*EXERCISE OBJECTIVE*.
Output every line of the entries below as a JSON list of strings, one string per line, with blank lines dropped. Leave the pictures out.

(Items stored from a collection)
—————

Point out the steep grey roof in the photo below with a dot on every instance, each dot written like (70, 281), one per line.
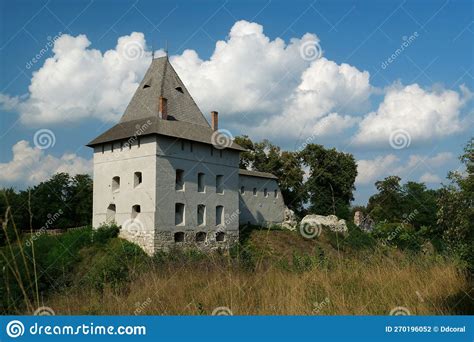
(162, 80)
(141, 117)
(155, 125)
(256, 174)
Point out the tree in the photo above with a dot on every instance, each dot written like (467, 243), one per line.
(456, 209)
(330, 184)
(410, 203)
(59, 202)
(386, 205)
(266, 157)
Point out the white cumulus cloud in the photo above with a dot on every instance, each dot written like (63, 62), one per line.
(423, 114)
(78, 82)
(371, 170)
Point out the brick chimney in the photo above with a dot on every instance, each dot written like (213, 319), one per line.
(214, 120)
(163, 111)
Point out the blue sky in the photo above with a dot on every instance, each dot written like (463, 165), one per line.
(418, 93)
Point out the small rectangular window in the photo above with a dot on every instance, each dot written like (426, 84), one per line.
(137, 179)
(179, 180)
(115, 183)
(201, 186)
(179, 214)
(179, 237)
(201, 215)
(220, 184)
(219, 215)
(136, 209)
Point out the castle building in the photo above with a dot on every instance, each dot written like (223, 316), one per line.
(170, 179)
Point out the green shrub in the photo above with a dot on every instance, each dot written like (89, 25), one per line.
(357, 239)
(105, 232)
(401, 235)
(114, 266)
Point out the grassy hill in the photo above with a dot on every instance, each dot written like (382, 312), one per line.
(275, 272)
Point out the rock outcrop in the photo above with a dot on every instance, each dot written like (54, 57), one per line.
(289, 222)
(365, 223)
(331, 221)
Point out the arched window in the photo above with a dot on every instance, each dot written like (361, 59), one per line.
(115, 183)
(201, 186)
(179, 237)
(179, 214)
(201, 215)
(136, 209)
(179, 180)
(220, 236)
(220, 184)
(200, 236)
(110, 216)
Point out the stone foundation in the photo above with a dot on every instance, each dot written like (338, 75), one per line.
(153, 241)
(165, 240)
(144, 239)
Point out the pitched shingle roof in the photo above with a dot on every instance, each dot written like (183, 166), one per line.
(155, 125)
(162, 80)
(185, 120)
(244, 172)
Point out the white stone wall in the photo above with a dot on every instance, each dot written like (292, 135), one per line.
(173, 154)
(124, 162)
(260, 210)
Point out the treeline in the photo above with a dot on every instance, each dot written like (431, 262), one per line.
(408, 216)
(313, 180)
(62, 201)
(326, 189)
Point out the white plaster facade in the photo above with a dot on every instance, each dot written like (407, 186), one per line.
(139, 162)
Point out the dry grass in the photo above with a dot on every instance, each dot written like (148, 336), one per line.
(349, 286)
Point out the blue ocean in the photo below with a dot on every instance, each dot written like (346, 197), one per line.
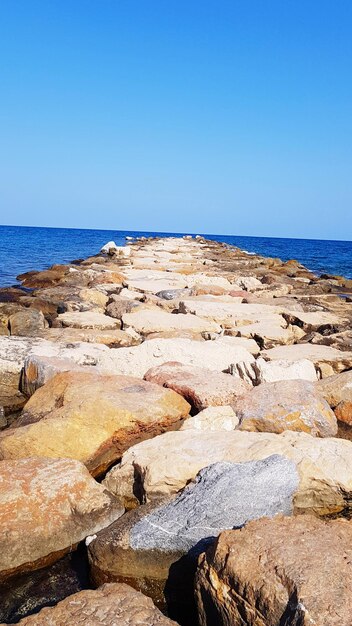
(24, 248)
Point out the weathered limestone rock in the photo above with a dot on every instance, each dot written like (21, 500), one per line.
(262, 371)
(199, 386)
(154, 320)
(223, 495)
(109, 605)
(286, 570)
(27, 323)
(46, 507)
(90, 417)
(114, 338)
(337, 391)
(286, 405)
(218, 355)
(212, 418)
(13, 351)
(327, 359)
(165, 464)
(88, 319)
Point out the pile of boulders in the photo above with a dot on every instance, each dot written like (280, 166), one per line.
(176, 440)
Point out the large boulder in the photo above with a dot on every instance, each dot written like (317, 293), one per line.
(286, 405)
(201, 387)
(223, 495)
(286, 570)
(90, 417)
(46, 507)
(27, 323)
(115, 604)
(337, 391)
(165, 464)
(218, 355)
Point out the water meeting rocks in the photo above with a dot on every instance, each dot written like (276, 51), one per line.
(164, 465)
(144, 548)
(46, 507)
(109, 605)
(90, 417)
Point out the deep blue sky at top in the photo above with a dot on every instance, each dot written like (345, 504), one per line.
(218, 116)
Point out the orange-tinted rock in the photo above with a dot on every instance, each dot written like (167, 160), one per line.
(90, 417)
(286, 405)
(46, 507)
(286, 570)
(201, 387)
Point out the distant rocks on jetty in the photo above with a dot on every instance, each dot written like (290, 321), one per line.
(176, 414)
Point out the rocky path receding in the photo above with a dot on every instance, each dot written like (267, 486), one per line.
(208, 390)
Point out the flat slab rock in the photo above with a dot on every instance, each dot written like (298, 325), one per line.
(164, 465)
(110, 605)
(199, 386)
(212, 418)
(286, 405)
(46, 507)
(88, 319)
(218, 355)
(326, 358)
(295, 570)
(223, 495)
(154, 320)
(92, 418)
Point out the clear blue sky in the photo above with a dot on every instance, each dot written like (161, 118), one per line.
(230, 117)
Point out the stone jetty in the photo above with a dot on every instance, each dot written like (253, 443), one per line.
(176, 440)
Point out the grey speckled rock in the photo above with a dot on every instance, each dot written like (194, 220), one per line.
(224, 495)
(156, 549)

—————

*SOLUTION TO THE PROBLEM*.
[
  "Point out the steep grey roof in the photo below with a dot on every instance, each dot written like (70, 281), one per line.",
  "(162, 80)",
  "(141, 117)",
  "(155, 125)",
  "(256, 174)",
  "Point out the tree in the photo above with a dot on every instance, each dot written like (467, 243), one per line.",
  "(456, 209)",
  "(330, 184)",
  "(410, 203)",
  "(59, 202)",
  "(386, 205)",
  "(266, 157)",
  "Point out the white cumulus cloud in the photo above with a dot on every instance, each dot written like (63, 62), one per line.",
  "(423, 114)",
  "(78, 82)",
  "(371, 170)",
  "Point out the brick chimney in the photo above with a dot on every instance, each dot written like (213, 319), one per line.",
  "(214, 120)",
  "(163, 111)",
  "Point out the blue sky in the photo above with a dot on every instance, each dot written like (463, 165), one per line.",
  "(418, 93)",
  "Point out the small rectangular window in the photo above with a dot on every instance, each dot written like (426, 84), one per line.",
  "(137, 179)",
  "(179, 180)",
  "(115, 183)",
  "(201, 186)",
  "(179, 214)",
  "(179, 237)",
  "(201, 215)",
  "(220, 184)",
  "(219, 215)",
  "(136, 209)",
  "Point out the castle building in the photo above with a dot on every instance, each dot written like (223, 316), one per line.",
  "(170, 179)",
  "Point out the green shrub in the photo above with a dot on every instance, each dot written like (89, 25), one per line.",
  "(357, 239)",
  "(105, 232)",
  "(401, 235)",
  "(114, 266)",
  "Point out the grassy hill in the photo above with a dot on every instance, each dot written like (382, 312), one per line.",
  "(275, 272)",
  "Point out the rock outcrop in the photo above with a dot on every instance, each dot written like (54, 57), one per line.",
  "(289, 222)",
  "(365, 223)",
  "(331, 221)",
  "Point out the arched window in the photo above with a dot on every instance, each dot written like (361, 59), one per line.",
  "(115, 183)",
  "(201, 186)",
  "(179, 237)",
  "(179, 214)",
  "(201, 215)",
  "(136, 209)",
  "(179, 180)",
  "(220, 236)",
  "(220, 184)",
  "(200, 236)",
  "(110, 216)",
  "Point out the stone foundation in the photo above with a dot on every instance, each dot written like (338, 75), one per line.",
  "(153, 241)",
  "(165, 240)",
  "(144, 239)",
  "Point out the pitched shingle roof in the photo above with a dot on every instance, each dot written like (183, 166), one per line.",
  "(155, 125)",
  "(162, 80)",
  "(185, 120)",
  "(244, 172)",
  "Point out the white stone wall in the photo above with a dot on every instance, each dot written like (292, 135), one per line.",
  "(173, 154)",
  "(124, 162)",
  "(260, 210)",
  "Point out the treeline in the photo above with a dot on every instance, each dot written like (431, 262), one per line.",
  "(408, 216)",
  "(313, 180)",
  "(62, 201)",
  "(326, 189)",
  "Point out the white plaster facade in the photo above with a dot on every instance, each dot written like (407, 186), one per line.",
  "(139, 162)",
  "Point out the dry grass in the photo above with a dot on every instance, each dot written like (148, 336), one per line.",
  "(349, 286)",
  "Point out the blue ocean in the photo below with a dot on every instance, each dot written like (346, 197), one per line.",
  "(24, 248)",
  "Point out the weathered limestone rock in the photo above with a dot on every instance, each dot written like (21, 500), one per line.",
  "(262, 371)",
  "(199, 386)",
  "(154, 320)",
  "(223, 495)",
  "(109, 605)",
  "(286, 570)",
  "(27, 323)",
  "(46, 507)",
  "(90, 417)",
  "(114, 338)",
  "(337, 391)",
  "(286, 405)",
  "(218, 355)",
  "(212, 418)",
  "(13, 351)",
  "(327, 359)",
  "(165, 464)",
  "(88, 319)",
  "Point out the pile of boulders in the photo above with a dot on every instance, each dot written like (280, 166), one per line.",
  "(176, 440)",
  "Point out the large boulder in the photo above with a dot on every instance, each dot written like (317, 293), one per line.",
  "(286, 405)",
  "(201, 387)",
  "(223, 495)",
  "(286, 570)",
  "(90, 417)",
  "(46, 507)",
  "(27, 323)",
  "(115, 604)",
  "(337, 391)",
  "(165, 464)",
  "(218, 355)",
  "Point out the water meeting rocks in the photo above with a dot on every instance, each dot written like (276, 51), one per line.",
  "(164, 465)",
  "(144, 548)",
  "(46, 507)",
  "(109, 605)",
  "(90, 417)",
  "Point out the deep blue sky at top in the photo above with a dot on every instance, each dot written like (345, 504), one per line.",
  "(218, 116)",
  "Point out the orange-tinted rock in the photo above with a dot on every instance, each dot written like (167, 160), one per line.",
  "(90, 417)",
  "(286, 405)",
  "(46, 507)",
  "(286, 570)",
  "(201, 387)",
  "Point out the distant rocks on jetty in the photo above with a dot on every instance, each dot written like (290, 321), one per line.",
  "(176, 414)",
  "Point out the rocky path receding in the photo above with a dot on every instance, each dot written like (267, 486), one per line.",
  "(208, 390)",
  "Point out the flat slab rock in the photo above with a dot on every instance, each dot written like (298, 325), one per line.",
  "(164, 465)",
  "(110, 605)",
  "(199, 386)",
  "(212, 418)",
  "(286, 405)",
  "(46, 507)",
  "(88, 319)",
  "(218, 355)",
  "(326, 358)",
  "(295, 570)",
  "(223, 495)",
  "(154, 320)",
  "(92, 418)",
  "Point out the clear blue sky in the photo above with a dot on every instance, each dot written like (161, 118), one per line.",
  "(230, 117)",
  "Point out the stone jetty in the photo above with a dot on every instance, each dot written like (253, 443), one per line.",
  "(176, 440)",
  "Point out the grey speckled rock in the photo above with a dot on every instance, each dot written like (194, 220), one per line.",
  "(224, 495)",
  "(156, 549)"
]